**Try it**
Below are some entries. Repeat exactly the lines from the one with "Target: strawberry plant" through the one with "Target: ripe red strawberry", and only those.

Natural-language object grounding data
○ ○ ○ ○

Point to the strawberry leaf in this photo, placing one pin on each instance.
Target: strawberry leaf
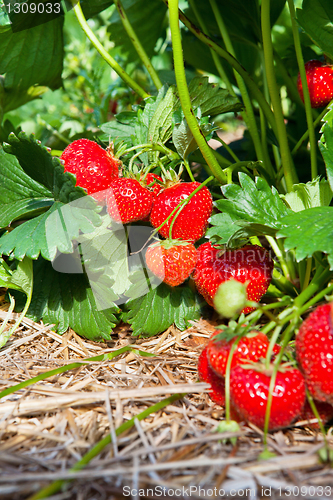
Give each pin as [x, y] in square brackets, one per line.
[38, 164]
[146, 19]
[254, 206]
[326, 145]
[211, 98]
[308, 232]
[19, 194]
[66, 300]
[160, 308]
[51, 231]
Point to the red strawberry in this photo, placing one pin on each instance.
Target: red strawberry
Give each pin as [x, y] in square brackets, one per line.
[314, 351]
[192, 221]
[128, 201]
[94, 167]
[251, 347]
[206, 374]
[325, 411]
[171, 260]
[251, 264]
[319, 77]
[249, 392]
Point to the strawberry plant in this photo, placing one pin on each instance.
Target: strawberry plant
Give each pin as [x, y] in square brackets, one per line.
[257, 210]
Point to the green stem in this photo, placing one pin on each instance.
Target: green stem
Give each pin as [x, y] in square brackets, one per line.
[106, 56]
[306, 133]
[184, 95]
[182, 205]
[253, 87]
[227, 378]
[248, 117]
[137, 45]
[214, 55]
[307, 102]
[287, 163]
[99, 447]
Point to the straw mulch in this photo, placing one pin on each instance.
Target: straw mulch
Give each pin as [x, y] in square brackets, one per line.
[47, 427]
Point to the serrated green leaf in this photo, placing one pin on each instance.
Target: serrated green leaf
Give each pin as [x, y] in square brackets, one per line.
[38, 163]
[308, 232]
[316, 18]
[160, 308]
[316, 193]
[52, 231]
[326, 144]
[160, 126]
[146, 19]
[66, 300]
[254, 206]
[19, 194]
[29, 58]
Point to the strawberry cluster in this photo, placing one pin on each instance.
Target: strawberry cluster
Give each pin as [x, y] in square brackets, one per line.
[250, 377]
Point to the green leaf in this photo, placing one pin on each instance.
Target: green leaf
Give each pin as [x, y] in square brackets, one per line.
[316, 193]
[255, 206]
[19, 194]
[38, 163]
[52, 231]
[146, 19]
[211, 98]
[316, 18]
[121, 129]
[31, 61]
[66, 300]
[160, 308]
[326, 144]
[308, 232]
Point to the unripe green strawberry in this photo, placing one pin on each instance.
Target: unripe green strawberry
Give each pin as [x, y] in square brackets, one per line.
[128, 201]
[171, 260]
[94, 167]
[192, 221]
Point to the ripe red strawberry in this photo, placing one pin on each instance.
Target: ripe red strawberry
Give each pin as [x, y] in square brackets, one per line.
[171, 260]
[128, 201]
[192, 221]
[94, 167]
[249, 392]
[251, 347]
[152, 185]
[319, 77]
[314, 352]
[325, 411]
[251, 264]
[206, 374]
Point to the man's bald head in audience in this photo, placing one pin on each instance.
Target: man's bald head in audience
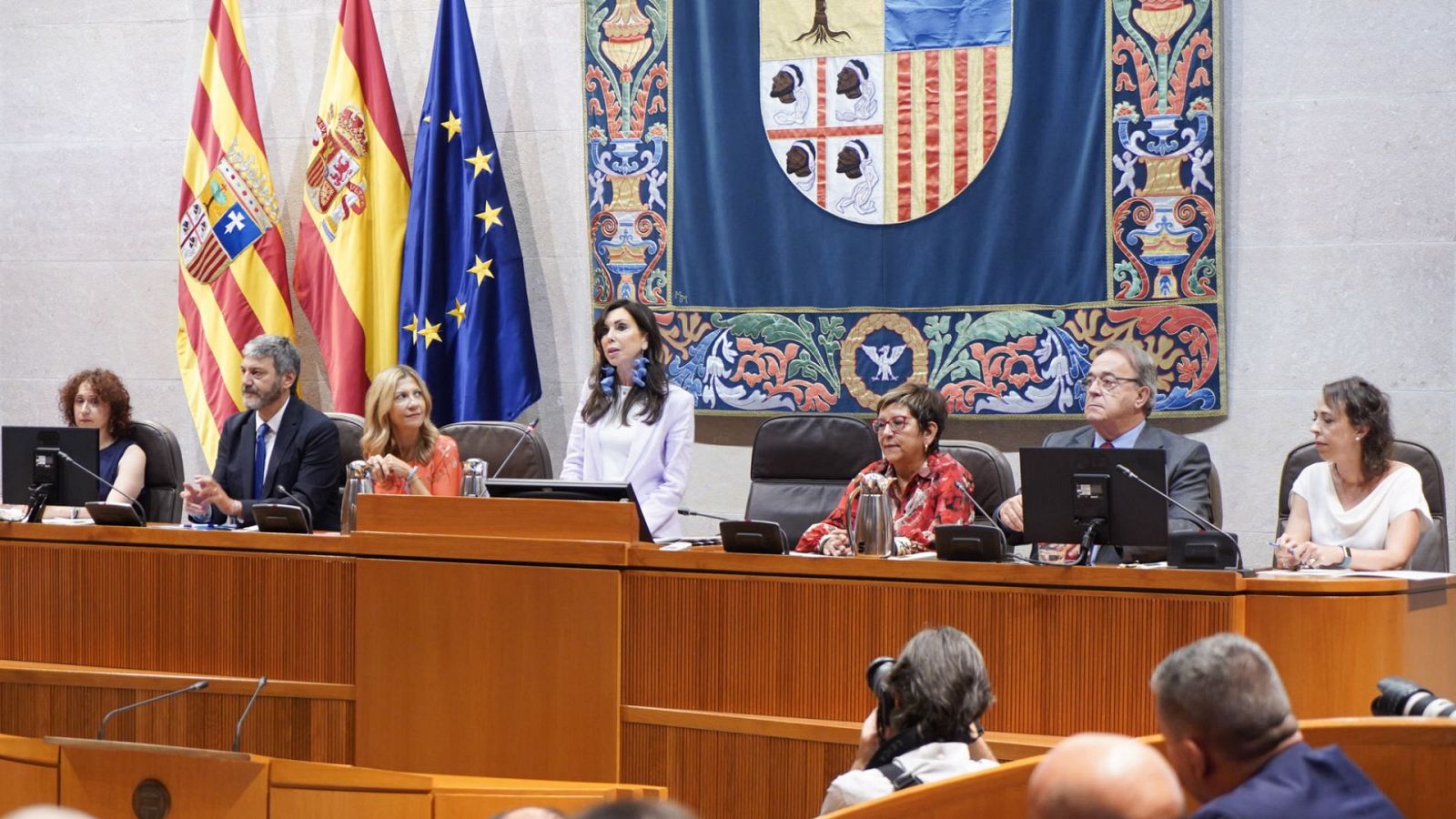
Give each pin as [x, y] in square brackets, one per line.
[1101, 775]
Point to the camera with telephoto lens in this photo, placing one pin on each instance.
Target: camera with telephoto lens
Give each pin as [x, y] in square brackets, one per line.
[878, 680]
[1402, 698]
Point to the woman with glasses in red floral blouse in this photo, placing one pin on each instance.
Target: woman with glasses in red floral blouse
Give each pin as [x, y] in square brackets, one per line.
[922, 479]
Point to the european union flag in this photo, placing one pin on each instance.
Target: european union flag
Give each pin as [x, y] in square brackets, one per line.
[462, 300]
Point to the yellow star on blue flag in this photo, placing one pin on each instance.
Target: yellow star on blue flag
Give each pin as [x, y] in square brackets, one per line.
[462, 252]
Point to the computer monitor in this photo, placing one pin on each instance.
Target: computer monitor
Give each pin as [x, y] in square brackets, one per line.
[29, 458]
[1069, 490]
[545, 489]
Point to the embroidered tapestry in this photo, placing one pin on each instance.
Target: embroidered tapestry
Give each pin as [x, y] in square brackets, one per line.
[823, 198]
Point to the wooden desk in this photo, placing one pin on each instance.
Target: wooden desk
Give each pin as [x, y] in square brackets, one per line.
[735, 681]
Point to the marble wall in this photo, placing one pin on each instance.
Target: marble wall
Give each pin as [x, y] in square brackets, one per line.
[1339, 182]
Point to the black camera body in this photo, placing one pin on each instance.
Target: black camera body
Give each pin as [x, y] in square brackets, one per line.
[877, 675]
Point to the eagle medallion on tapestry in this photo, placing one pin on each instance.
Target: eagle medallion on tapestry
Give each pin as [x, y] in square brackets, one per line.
[881, 113]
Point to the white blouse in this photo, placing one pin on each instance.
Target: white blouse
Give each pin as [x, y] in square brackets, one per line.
[616, 439]
[1365, 525]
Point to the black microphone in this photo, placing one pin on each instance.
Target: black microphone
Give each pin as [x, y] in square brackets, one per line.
[524, 435]
[695, 513]
[142, 513]
[1200, 519]
[238, 733]
[101, 732]
[308, 511]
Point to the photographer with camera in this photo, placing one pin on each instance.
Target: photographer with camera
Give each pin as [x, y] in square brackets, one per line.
[926, 726]
[1237, 746]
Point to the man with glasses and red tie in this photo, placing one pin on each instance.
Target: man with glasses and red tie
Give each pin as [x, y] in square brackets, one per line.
[280, 450]
[924, 482]
[1120, 392]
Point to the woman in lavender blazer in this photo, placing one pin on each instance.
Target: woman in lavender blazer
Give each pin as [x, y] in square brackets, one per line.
[632, 424]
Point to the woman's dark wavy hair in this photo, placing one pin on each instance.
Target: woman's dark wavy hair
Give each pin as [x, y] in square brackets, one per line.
[1366, 407]
[109, 389]
[652, 397]
[939, 683]
[925, 404]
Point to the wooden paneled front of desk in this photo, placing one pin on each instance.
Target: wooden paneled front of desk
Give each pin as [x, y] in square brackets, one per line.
[497, 639]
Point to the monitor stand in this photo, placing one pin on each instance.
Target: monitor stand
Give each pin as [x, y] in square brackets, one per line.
[35, 511]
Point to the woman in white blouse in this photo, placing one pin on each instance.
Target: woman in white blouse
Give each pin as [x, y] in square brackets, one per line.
[1354, 509]
[632, 423]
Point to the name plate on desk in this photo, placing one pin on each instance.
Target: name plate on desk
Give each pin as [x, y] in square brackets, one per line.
[499, 518]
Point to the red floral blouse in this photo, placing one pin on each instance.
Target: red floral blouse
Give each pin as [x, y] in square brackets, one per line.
[929, 500]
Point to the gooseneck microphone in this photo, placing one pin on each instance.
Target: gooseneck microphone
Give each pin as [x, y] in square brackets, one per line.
[695, 513]
[238, 733]
[970, 497]
[308, 511]
[526, 433]
[1200, 519]
[101, 732]
[142, 513]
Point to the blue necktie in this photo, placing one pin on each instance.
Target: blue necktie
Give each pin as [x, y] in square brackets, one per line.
[259, 460]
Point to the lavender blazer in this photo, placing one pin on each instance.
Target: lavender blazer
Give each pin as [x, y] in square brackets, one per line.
[657, 464]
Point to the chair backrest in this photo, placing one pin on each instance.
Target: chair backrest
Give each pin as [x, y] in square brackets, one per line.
[989, 470]
[801, 465]
[1215, 496]
[351, 429]
[162, 486]
[1431, 552]
[492, 440]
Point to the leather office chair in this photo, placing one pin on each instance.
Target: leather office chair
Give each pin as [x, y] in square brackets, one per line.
[1431, 551]
[351, 429]
[989, 470]
[162, 482]
[801, 465]
[491, 442]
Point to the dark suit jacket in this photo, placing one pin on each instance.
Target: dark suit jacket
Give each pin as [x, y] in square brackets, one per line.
[306, 460]
[1302, 782]
[1188, 470]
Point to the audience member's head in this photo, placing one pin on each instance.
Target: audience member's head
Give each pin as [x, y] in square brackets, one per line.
[938, 685]
[637, 809]
[531, 814]
[1223, 713]
[1101, 775]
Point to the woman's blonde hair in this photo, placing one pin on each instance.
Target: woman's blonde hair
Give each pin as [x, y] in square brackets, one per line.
[379, 433]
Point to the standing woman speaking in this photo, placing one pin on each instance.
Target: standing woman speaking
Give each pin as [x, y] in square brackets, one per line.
[632, 424]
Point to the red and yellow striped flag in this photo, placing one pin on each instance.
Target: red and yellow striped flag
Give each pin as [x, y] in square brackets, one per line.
[233, 278]
[351, 234]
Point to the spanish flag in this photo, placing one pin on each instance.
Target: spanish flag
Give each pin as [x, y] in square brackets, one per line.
[233, 278]
[351, 230]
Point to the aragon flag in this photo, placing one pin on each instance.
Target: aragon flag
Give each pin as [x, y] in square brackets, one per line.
[351, 230]
[233, 278]
[466, 324]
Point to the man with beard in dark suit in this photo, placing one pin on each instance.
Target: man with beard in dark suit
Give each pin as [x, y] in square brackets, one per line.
[277, 443]
[1120, 390]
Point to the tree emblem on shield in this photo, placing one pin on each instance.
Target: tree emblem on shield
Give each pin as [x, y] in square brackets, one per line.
[885, 111]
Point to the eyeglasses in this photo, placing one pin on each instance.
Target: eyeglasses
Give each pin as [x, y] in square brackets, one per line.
[897, 424]
[1107, 382]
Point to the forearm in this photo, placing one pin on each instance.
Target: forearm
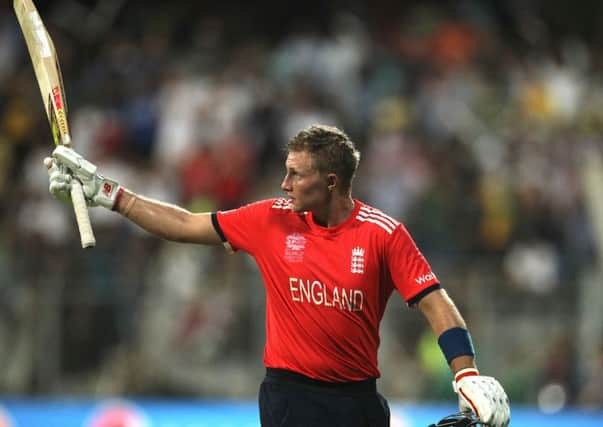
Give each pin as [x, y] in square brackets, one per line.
[443, 315]
[165, 220]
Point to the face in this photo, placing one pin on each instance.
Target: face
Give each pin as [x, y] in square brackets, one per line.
[307, 188]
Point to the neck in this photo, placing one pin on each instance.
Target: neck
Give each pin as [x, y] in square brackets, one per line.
[336, 211]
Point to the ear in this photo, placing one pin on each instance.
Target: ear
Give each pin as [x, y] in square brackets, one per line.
[331, 181]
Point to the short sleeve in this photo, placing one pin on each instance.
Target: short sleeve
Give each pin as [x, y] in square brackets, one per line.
[411, 273]
[242, 227]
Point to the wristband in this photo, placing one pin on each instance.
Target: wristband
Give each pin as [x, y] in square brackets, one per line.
[456, 342]
[120, 193]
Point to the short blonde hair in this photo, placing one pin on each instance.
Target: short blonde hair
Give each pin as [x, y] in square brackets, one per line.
[331, 149]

○ ○ ○ ○

**Output of the exercise**
Target: strawberry plant
Give each pin as [x, y] in square brackets, one per line.
[257, 210]
Point to the green stem in this photo, placing one pin on each instance.
Target: green stem
Give each pin as [x, y] in square brackets, one per line.
[106, 56]
[306, 133]
[184, 95]
[182, 205]
[253, 87]
[227, 378]
[248, 117]
[137, 45]
[214, 55]
[307, 102]
[287, 163]
[99, 447]
Point to the straw mulch in this photo, placing one pin on each instance.
Target: straw mulch
Give each pin as [x, y] in square brackets, one per line.
[47, 427]
Point to the serrated green leaf in this photo, placing one pin on each instance.
Target: serrated green leaf
Give each pin as [x, y] in square brackets, one per line.
[38, 163]
[308, 232]
[316, 18]
[160, 308]
[316, 193]
[52, 231]
[326, 144]
[160, 126]
[146, 19]
[66, 300]
[254, 206]
[19, 194]
[29, 58]
Point to the strawberry cluster in this photo, placing one pin on each instance.
Target: strawberry cluster
Give each pin as [x, y] in square brackets, one per line.
[250, 377]
Point to the green leaf in this photo, placing one pin on each instance.
Target: green leaf
Give each pin as [x, y] in square brackets, one per line.
[316, 193]
[255, 206]
[19, 194]
[38, 163]
[52, 231]
[146, 19]
[211, 98]
[316, 18]
[121, 129]
[31, 61]
[66, 300]
[160, 308]
[326, 144]
[308, 232]
Point to the unripe green strawberry in this photo, placing one pin on each instance.
Target: unripe green strawberry
Give each pin as [x, y] in square brackets, one per line.
[128, 201]
[171, 260]
[94, 167]
[192, 221]
Point to the ripe red strawberry in this photo, placing one pin on each instance.
Target: ripe red strawberry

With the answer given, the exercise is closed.